*Text block*

As caregivers, it’s been a struggle for Hawkins and his wife to maintain their mental health and to engage in any kind of self care. Chris worked for Wells Fargo as a relationship manager who worked within a call center. He started to work from home at the beginning of 2020.
But that didn’t last long.
"You know, in a call center, you're supposed to be on the phone or ready to take a call 93% of your day. That just doesn't work when you've got two kids in my position," he said. "So it stressed me out. The fact that I wasn't able to perform my job duties because I was busy caregiving — or neglecting the caregiving because of doing the job duties."
Hawkins went on short-term disability for six months. That turned into long-term disability as Brandon’s health declined.
"He ended up at the end having four different seizure meds that he took every day, twice a day, to keep the seizures away," he said.
In October 2020, Brandon was placed on in-home hospice care. It gave the family relief, Hawkins said. Nurses and aides came to the family’s home to help provide care. The rest of 2020 into February of this year, was spent with in-home hospice care.
But Brandon was not going to get better. And his seizures continued.
In late February, the family knew Brandon needed more care, so they moved him into a hospice facility. Brandon, who was over 6 feet tall, had dropped from 235 pounds to 88 pounds in the last two years.
Hawkins remembers seeing Brandon in the facility the day before he died. He was in rough shape, he says. Hawkins wanted to stay, but had to come home and help take care of Jeremy.
The next day, Hawkins was eating breakfast and getting ready to head back to the hospice facility. At 6 a.m., the phone rang, which he knew wasn’t a good sign. Brandon had died.
"I told him the night before I left that he could go, he didn't have to fight anymore," he said. "I think that he took that to heart. He suffered a lot those last few weeks. I don't think it's ever going to get easier when you talk about your child.
"Your parents passing, you expect it. But you don't expect to outlive your kids and that's ... that's hard."
Brandon’s younger brother, 20-year-old Jeremy, doesn’t ask a lot of questions around his death. He understands Brandon’s gone, but it’s hard to tell how Jeremy is processing it.
Jeremy understands he has a disease and that he will also die young.
"We've answered those type of questions. We’ve said, you know, if you ever need to talk about it, talk to us about it and we'll answer your questions," Hawkins said. "We decided early on that we were never gonna, you know, lie about or tell a mistruth about it, but we would answer the question."
There’s no easy next step with any of this. Jeremy has long struggled with speech difficulties and communication seems to be getting worse.

*Dataset extract*
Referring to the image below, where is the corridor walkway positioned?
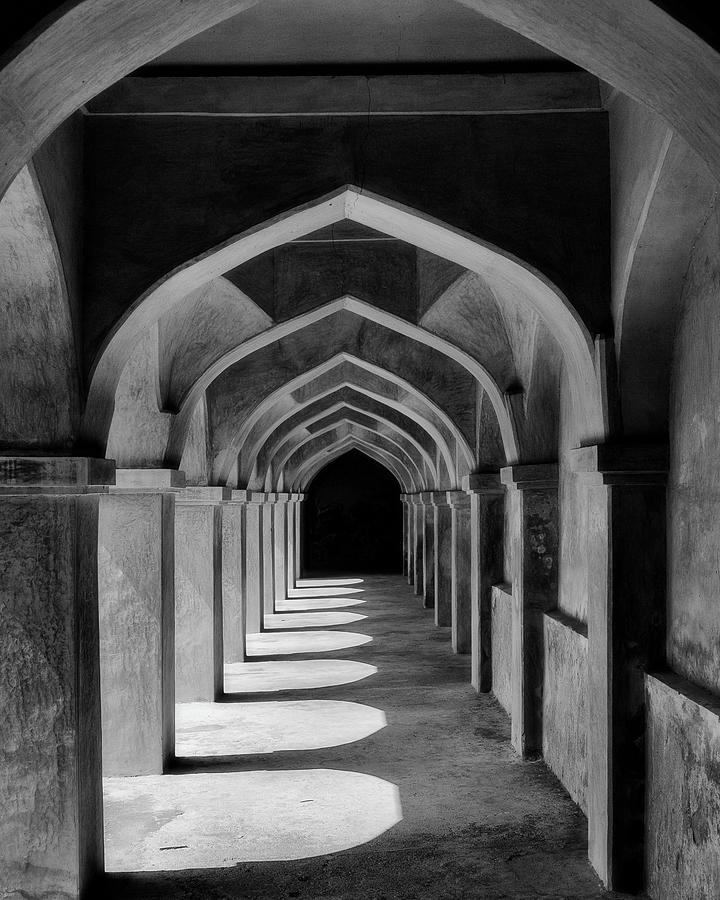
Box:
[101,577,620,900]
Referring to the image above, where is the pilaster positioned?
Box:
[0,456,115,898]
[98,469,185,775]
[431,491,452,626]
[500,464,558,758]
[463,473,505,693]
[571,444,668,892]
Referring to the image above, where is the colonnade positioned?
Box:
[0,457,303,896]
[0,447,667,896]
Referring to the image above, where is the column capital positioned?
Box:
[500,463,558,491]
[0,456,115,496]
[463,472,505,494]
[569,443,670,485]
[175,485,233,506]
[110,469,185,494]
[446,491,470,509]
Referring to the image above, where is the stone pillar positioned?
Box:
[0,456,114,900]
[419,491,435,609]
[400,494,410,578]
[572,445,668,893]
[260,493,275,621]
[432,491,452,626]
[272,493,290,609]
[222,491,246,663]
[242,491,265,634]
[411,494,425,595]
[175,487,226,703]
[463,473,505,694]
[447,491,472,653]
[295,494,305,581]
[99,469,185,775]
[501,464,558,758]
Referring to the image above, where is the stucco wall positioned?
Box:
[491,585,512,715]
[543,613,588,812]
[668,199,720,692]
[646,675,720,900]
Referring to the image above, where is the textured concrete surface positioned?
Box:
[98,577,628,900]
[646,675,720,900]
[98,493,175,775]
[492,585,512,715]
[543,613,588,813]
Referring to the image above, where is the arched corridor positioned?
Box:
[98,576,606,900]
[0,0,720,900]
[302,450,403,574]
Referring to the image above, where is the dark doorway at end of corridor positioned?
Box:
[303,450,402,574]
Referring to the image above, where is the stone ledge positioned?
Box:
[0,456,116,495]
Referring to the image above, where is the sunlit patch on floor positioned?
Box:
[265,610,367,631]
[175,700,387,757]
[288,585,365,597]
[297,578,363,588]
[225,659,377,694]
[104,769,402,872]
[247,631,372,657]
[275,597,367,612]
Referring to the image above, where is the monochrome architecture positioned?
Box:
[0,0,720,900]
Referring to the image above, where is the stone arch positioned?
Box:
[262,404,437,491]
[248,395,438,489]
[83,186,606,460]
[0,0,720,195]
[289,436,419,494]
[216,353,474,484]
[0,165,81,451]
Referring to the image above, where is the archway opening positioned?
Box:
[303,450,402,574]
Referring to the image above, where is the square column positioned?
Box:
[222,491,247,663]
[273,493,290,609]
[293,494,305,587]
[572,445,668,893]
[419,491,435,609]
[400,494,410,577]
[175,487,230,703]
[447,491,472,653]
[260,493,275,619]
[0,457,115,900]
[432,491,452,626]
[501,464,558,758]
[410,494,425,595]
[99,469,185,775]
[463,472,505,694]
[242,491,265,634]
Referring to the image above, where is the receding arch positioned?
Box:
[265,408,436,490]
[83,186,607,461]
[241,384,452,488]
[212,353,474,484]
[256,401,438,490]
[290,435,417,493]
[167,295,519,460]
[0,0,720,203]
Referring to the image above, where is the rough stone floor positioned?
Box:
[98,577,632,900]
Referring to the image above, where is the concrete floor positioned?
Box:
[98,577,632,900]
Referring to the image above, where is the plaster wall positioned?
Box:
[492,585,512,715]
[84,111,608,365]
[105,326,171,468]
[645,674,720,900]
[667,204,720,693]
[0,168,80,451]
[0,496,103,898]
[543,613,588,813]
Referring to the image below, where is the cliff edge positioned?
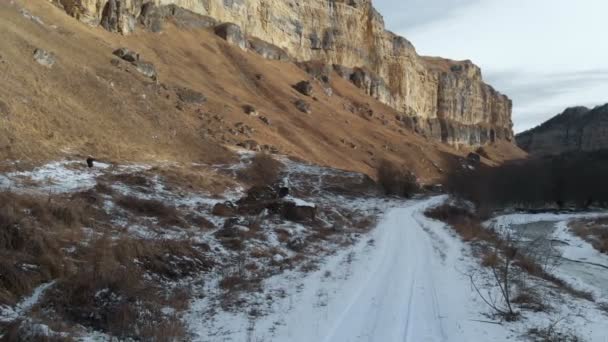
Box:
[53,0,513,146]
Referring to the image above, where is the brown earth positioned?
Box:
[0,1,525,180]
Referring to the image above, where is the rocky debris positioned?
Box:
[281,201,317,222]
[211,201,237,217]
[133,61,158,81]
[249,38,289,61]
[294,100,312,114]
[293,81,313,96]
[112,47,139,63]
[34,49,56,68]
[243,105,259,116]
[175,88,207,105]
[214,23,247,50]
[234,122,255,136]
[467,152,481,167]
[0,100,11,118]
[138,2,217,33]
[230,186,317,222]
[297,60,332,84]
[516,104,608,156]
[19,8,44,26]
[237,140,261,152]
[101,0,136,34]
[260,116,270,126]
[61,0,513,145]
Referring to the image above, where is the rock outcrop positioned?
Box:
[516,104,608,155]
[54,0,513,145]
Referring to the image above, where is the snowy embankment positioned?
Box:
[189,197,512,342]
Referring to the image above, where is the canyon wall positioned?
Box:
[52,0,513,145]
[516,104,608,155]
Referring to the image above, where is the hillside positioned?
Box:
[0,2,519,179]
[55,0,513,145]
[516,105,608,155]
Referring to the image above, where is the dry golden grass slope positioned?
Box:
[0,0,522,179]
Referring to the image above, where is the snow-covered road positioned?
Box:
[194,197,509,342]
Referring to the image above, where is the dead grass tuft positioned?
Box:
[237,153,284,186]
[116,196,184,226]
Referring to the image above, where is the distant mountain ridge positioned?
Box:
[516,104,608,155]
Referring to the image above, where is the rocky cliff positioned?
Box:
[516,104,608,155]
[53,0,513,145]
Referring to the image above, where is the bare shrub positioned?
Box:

*Required work*
**1.** According to the article about the Hawkins family, when was Brandon placed on in-home hospice care?
**2.** Echo the article about the Hawkins family, beginning at the words "As caregivers, it’s" and stopping after "Brandon’s health declined.".
Rely only on the article about the Hawkins family.

*Answers to each task*
**1.** October 2020

**2.**
As caregivers, it’s been a struggle for Hawkins and his wife to maintain their mental health and to engage in any kind of self care. Chris worked for Wells Fargo as a relationship manager who worked within a call center. He started to work from home at the beginning of 2020.
But that didn’t last long.
"You know, in a call center, you're supposed to be on the phone or ready to take a call 93% of your day. That just doesn't work when you've got two kids in my position," he said. "So it stressed me out. The fact that I wasn't able to perform my job duties because I was busy caregiving — or neglecting the caregiving because of doing the job duties."
Hawkins went on short-term disability for six months. That turned into long-term disability as Brandon’s health declined.